Text:
§

Do Onsite Third Party Risk Assessments Add Value or Risk?

by Justin Luebke

With the state of current affairs including global pandemic planning, restrictions on travel and restrictions on gathering; can organizations gain the same level of trust and assurance remotely as they can onsite?  Yes, under most circumstances I believe we can if we are asking to see the right evidence and information.

Security and due diligence audits of third-party relationships are nothing new.  In the course of my 30-years in the IT security industry and 15-years working in third-party risk management space, I have had the opportunity to conduct hundreds of onsites, primarily for the financial services and insurance clients.  While there are currently no regulatory requirements I have been able to find for conducting an onsite review of a third-party relationship (OCC, FDIC, FFIEC, etc), many regulations stipulate that onsite visits, “may be useful,” (OCC Bulletin 2013-29) in assessing operational, physical or environmental risk.  

With the current web conferencing technologies available at reasonable pricing, bandwidths capable of live streaming at 4K definition and virtual data room repositories with satisfactory security available, the same level of due diligence can be accomplished from anywhere for a fraction of the cost.

In my experience and based on a cost-benefit analysis, there are still outlying cases when it would be prudent to conduct a physical onsite:

  • There are technological or policy restrictions that limit any other method of information sharing
  •  It is a new relationship and the third party is going to be receiving or processing regulated data and they have no audit mechanisms or reporting vehicles in place
  •  The third party has experienced a data breach or performance discrepancies, and firsthand assurance of risk mitigation or operational process activities is necessary 

The risks associated with allowing an onsite cover the spectrum. From exposing your workforce to a potential contagion to permitting a threat actor access to sensitive locations or systems to risking exposure of other clients or customer data to someone not meant to see it.  In fact, many colocation and cloud datacenters no longer permit onsites for the safety and security for themselves and their customer base.

Security audit reports have exponentially improved since I began in this space. The model of, ‘complete once and share with many,’ like the CyberGRX Exchange is one of the many ways to alleviate the audit fatigue facing so many organizations and security professionals.  There was a time when a report called the SAS-70 was getting used for purposes far beyond its original design; today’s iteration, the SSAE-18 SOC2 and the Trust Services Criteria of security, confidentiality, availability, integrity and privacy covers many of the major areas of concern for security professionals.  With the continual movement away from onsite data centers and toward the cloud, auditors have faced a real challenge of getting support and buy-in on how these environments should be audited now have the Cloud Security Alliance and their Security Trust Assurance and Risk (STAR) program, designed for, “transparency, rigorous auditing and harmonization of standards.”  All of which can be reviewed remotely, with the appropriate NDAs in place.  From these starting points, I can ask better questions and have better risk-based conversations with my third parties.

Whether sitting across a table, viewing a web conference or a data repository, your third-party ecosystem should be your Trusted Partners…Trusted BUT VERIFIED!

§

Given information:
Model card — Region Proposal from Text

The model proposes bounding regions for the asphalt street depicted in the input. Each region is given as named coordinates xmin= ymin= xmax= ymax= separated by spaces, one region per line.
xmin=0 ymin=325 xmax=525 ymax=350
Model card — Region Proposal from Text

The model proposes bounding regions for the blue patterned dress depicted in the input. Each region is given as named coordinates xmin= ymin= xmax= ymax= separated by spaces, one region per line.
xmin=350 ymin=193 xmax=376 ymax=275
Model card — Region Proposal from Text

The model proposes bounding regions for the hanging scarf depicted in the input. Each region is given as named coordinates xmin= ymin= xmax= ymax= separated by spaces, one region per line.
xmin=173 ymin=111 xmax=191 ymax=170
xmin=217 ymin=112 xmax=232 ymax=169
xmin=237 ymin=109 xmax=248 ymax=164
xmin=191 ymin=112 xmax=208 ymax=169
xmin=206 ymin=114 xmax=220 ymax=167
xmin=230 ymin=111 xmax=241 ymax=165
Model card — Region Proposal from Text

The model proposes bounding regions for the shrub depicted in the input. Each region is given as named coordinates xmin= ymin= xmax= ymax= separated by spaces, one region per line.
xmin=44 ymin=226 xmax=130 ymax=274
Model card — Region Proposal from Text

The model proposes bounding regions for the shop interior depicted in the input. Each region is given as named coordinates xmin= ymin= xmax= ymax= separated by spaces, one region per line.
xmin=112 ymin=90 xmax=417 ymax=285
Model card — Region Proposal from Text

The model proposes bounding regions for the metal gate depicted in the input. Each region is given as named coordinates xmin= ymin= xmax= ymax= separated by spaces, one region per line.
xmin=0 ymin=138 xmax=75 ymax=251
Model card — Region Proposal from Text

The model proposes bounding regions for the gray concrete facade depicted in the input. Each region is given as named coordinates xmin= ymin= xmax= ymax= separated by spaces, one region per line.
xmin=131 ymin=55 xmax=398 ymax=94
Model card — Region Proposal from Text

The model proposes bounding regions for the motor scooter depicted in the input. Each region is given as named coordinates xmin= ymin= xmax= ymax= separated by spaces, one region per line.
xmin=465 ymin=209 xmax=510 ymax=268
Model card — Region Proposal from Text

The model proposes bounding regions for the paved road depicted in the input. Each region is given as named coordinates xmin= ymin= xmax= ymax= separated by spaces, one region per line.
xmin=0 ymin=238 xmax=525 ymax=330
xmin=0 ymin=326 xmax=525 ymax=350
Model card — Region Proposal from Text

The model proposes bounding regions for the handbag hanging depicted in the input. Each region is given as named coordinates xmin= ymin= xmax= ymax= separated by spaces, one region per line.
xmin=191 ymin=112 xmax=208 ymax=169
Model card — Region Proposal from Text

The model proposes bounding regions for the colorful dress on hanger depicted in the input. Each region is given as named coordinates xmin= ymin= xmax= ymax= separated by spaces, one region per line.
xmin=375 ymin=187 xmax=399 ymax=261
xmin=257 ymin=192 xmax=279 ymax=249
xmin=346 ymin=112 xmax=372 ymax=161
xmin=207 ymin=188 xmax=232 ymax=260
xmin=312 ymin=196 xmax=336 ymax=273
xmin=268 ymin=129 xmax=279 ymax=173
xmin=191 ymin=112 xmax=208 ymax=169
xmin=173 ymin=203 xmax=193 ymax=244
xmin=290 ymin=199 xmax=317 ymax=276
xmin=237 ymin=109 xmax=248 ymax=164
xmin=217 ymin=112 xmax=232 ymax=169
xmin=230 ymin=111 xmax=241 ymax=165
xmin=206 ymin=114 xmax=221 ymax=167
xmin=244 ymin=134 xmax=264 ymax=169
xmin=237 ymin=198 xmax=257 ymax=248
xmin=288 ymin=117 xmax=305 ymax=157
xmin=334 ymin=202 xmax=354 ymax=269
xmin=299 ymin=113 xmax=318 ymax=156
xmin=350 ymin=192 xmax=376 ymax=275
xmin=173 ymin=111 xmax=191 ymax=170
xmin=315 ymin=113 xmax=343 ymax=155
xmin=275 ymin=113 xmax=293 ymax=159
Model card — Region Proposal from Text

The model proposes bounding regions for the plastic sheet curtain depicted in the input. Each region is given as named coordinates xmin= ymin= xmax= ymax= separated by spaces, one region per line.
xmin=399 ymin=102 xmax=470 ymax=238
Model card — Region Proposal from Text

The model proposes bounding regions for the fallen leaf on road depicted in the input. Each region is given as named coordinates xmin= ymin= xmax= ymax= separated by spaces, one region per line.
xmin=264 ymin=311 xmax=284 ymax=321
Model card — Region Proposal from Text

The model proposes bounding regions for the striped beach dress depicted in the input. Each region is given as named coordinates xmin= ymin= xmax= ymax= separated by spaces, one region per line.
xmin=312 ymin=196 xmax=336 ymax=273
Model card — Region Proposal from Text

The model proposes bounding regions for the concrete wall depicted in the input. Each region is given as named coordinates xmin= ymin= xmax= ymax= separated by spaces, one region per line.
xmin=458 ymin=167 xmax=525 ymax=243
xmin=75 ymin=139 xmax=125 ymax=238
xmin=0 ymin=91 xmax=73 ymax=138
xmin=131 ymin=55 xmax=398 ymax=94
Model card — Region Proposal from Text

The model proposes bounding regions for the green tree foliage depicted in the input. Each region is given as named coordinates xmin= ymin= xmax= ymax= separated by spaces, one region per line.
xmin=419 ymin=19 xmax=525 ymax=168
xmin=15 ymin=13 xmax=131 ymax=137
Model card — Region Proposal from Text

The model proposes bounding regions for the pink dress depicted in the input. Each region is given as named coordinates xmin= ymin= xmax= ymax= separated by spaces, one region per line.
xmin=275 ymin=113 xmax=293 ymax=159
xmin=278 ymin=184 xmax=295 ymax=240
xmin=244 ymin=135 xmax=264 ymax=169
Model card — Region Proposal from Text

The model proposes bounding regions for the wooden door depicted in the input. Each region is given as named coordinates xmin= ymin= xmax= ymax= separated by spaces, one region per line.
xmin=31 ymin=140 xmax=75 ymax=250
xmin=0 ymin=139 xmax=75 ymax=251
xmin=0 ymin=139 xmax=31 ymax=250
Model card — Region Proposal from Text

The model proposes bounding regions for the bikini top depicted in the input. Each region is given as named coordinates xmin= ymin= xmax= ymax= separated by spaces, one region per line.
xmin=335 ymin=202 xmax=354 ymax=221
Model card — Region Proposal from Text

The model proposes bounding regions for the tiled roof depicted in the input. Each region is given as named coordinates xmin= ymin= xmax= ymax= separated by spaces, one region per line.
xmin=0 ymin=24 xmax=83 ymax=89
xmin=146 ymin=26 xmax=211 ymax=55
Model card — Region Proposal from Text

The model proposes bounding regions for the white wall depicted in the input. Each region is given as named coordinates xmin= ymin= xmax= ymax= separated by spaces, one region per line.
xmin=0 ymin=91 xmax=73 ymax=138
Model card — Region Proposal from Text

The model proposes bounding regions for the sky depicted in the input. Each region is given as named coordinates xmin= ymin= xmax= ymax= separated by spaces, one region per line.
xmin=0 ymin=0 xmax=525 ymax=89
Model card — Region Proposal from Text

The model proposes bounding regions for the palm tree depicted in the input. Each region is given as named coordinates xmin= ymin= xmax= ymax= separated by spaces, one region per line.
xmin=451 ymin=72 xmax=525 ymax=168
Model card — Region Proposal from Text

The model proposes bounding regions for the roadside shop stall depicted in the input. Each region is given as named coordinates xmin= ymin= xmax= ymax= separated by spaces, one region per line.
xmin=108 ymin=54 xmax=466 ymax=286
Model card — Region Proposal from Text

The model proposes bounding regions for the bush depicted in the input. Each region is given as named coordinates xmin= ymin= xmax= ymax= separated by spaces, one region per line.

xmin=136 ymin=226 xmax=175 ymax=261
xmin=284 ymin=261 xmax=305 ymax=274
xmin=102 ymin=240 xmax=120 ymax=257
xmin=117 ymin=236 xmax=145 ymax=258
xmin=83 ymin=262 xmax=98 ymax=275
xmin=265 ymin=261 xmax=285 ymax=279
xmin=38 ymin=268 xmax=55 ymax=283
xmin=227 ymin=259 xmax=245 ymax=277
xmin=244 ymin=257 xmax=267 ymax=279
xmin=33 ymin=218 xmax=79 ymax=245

§

What this exercise asks:
• 1. From the article on onsite third-party risk assessments, output everything from "Security and due" down to "or environmental risk.".
• 2. Translate this sentence from the article on onsite third-party risk assessments into Spanish: "Security and due diligence audits of third-party relationships are nothing new."

Responses by item number:
• 1.
Security and due diligence audits of third-party relationships are nothing new.  In the course of my 30-years in the IT security industry and 15-years working in third-party risk management space, I have had the opportunity to conduct hundreds of onsites, primarily for the financial services and insurance clients.  While there are currently no regulatory requirements I have been able to find for conducting an onsite review of a third-party relationship (OCC, FDIC, FFIEC, etc), many regulations stipulate that onsite visits, “may be useful,” (OCC Bulletin 2013-29) in assessing operational, physical or environmental risk.

• 2. Las auditorías de seguridad y de diligencia debida de las relaciones con terceros no son nada nuevo.